**TASK TO CARRY OUT:** Reproduce the records below word for word, beginning at the line that contains "buckle with one point per instance." and continuing to the end of the records.
--- Start MATERIALS PROVIDED ---
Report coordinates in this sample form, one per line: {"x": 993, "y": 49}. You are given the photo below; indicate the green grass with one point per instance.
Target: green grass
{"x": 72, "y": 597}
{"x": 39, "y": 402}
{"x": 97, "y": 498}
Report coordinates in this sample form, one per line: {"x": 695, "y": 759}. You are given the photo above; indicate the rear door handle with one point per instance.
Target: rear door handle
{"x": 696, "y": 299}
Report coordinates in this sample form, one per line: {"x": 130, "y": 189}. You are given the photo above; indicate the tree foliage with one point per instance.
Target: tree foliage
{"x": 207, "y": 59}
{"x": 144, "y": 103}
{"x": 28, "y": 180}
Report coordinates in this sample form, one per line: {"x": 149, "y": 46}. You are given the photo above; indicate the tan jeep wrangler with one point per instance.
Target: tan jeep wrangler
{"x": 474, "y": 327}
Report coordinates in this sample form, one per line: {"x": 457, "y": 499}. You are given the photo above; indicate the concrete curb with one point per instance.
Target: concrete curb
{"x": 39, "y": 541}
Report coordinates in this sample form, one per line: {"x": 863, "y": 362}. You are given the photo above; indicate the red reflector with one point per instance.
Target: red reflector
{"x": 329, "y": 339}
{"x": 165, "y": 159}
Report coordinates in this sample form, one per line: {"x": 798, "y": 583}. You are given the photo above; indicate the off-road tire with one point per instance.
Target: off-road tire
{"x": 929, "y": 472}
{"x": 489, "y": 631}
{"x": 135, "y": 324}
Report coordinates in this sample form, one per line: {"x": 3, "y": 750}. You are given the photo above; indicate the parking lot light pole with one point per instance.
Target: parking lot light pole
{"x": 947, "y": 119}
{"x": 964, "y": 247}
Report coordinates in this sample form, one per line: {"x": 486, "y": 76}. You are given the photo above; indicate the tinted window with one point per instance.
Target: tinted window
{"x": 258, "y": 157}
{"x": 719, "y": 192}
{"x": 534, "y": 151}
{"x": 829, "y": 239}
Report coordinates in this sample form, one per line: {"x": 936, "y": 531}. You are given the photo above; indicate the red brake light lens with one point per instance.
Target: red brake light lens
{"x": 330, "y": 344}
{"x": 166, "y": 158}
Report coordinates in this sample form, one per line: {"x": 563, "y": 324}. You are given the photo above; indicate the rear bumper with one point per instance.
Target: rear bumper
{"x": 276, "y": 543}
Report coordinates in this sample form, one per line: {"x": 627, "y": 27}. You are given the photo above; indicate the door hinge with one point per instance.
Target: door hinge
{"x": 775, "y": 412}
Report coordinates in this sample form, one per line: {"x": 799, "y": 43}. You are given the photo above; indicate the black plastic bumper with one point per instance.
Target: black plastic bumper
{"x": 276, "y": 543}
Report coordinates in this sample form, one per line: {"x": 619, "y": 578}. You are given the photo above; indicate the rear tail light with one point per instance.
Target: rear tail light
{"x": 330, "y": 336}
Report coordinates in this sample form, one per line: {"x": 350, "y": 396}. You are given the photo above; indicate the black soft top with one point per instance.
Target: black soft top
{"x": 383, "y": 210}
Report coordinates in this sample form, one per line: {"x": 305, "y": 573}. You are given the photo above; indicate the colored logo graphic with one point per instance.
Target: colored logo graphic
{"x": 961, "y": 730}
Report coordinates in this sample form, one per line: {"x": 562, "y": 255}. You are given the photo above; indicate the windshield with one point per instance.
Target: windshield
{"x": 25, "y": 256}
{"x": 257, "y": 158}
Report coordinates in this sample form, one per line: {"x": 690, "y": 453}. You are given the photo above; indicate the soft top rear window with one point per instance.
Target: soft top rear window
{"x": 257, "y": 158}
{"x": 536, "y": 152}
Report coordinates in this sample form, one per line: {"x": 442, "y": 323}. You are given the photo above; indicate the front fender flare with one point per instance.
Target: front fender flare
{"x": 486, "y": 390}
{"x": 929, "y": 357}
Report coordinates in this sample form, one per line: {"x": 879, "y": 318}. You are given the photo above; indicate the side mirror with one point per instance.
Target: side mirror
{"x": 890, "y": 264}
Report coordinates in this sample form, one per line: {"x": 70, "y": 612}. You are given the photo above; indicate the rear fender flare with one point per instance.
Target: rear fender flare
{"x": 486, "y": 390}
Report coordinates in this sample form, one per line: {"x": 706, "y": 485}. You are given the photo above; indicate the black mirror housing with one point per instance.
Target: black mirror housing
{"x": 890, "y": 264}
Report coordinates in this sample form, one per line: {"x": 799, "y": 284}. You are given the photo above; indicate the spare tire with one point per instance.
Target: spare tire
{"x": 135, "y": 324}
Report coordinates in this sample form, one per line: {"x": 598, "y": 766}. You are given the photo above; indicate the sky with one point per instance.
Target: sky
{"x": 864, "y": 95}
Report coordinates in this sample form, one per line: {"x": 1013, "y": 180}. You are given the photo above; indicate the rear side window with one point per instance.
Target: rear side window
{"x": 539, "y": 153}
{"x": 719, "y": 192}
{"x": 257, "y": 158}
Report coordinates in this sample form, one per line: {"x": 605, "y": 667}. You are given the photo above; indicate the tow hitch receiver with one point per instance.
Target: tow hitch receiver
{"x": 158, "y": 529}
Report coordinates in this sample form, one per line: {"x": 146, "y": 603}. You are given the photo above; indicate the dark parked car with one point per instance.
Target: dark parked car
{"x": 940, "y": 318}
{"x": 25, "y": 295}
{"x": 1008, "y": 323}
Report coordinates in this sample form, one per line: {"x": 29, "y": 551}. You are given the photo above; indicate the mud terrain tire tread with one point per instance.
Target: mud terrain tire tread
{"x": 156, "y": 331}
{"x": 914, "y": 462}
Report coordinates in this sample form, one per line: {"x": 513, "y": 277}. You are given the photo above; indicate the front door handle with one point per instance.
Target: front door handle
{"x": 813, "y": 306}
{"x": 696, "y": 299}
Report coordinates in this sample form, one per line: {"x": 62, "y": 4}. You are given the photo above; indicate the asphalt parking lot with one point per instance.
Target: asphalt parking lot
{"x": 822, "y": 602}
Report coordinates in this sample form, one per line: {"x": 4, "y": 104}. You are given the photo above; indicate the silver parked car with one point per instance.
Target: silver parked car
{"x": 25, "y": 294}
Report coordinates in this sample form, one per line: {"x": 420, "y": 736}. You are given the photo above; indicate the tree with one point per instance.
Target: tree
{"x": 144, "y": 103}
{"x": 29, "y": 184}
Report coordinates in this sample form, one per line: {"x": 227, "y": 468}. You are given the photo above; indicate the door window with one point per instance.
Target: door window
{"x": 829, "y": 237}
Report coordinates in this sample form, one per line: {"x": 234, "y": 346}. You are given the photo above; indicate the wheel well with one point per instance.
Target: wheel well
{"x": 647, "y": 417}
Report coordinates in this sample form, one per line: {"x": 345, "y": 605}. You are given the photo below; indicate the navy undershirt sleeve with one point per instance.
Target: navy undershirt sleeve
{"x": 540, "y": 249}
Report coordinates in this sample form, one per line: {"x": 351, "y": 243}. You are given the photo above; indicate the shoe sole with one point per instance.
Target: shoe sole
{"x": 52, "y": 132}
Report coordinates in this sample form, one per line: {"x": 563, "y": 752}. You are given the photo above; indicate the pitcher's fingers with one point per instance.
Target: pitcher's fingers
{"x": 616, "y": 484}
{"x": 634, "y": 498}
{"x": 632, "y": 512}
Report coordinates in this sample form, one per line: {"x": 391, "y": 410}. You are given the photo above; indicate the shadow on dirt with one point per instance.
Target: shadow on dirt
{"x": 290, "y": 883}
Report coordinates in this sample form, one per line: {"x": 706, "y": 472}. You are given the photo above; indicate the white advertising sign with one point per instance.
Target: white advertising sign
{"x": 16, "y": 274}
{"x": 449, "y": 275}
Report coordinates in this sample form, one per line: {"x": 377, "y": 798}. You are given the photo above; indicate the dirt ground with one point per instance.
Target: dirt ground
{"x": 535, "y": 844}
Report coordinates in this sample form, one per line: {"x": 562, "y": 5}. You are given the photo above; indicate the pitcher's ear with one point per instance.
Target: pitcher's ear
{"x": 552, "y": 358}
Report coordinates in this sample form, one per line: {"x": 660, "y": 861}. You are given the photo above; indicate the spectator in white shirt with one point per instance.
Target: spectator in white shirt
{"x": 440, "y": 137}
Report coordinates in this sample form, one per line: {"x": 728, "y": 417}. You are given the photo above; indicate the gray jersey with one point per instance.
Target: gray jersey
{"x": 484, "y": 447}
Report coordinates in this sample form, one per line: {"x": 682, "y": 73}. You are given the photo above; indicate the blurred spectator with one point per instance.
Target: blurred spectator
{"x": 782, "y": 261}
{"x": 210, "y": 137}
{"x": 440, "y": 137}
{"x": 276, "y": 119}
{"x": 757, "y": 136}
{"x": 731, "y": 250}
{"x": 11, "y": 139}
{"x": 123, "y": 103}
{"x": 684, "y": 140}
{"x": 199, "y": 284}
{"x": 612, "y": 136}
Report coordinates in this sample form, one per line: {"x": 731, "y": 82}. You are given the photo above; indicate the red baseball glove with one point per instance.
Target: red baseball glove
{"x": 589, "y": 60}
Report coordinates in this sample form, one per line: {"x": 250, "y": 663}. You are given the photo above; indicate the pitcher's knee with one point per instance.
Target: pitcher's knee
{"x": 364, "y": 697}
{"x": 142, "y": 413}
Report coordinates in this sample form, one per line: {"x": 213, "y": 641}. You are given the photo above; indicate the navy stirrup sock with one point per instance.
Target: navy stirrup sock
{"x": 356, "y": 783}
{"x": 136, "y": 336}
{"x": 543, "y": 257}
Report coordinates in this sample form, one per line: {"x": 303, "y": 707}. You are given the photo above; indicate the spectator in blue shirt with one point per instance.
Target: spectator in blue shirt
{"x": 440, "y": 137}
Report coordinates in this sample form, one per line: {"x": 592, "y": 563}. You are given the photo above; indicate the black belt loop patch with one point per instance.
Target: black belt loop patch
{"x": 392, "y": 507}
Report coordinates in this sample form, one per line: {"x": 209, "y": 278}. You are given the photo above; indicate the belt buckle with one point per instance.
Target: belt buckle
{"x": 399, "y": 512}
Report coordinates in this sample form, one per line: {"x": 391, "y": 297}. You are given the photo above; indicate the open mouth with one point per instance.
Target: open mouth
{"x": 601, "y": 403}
--- End MATERIALS PROVIDED ---
**EXPECTED OUTPUT:**
Report coordinates in this sample form, one per line: {"x": 209, "y": 278}. You are given the photo above; indicate the belt buckle with one point per instance.
Target: belt buckle
{"x": 399, "y": 512}
Report coordinates in this sample form, one per line: {"x": 391, "y": 297}. You are given the photo above; indicate the open mouth with one point per instance.
Target: open mouth
{"x": 601, "y": 403}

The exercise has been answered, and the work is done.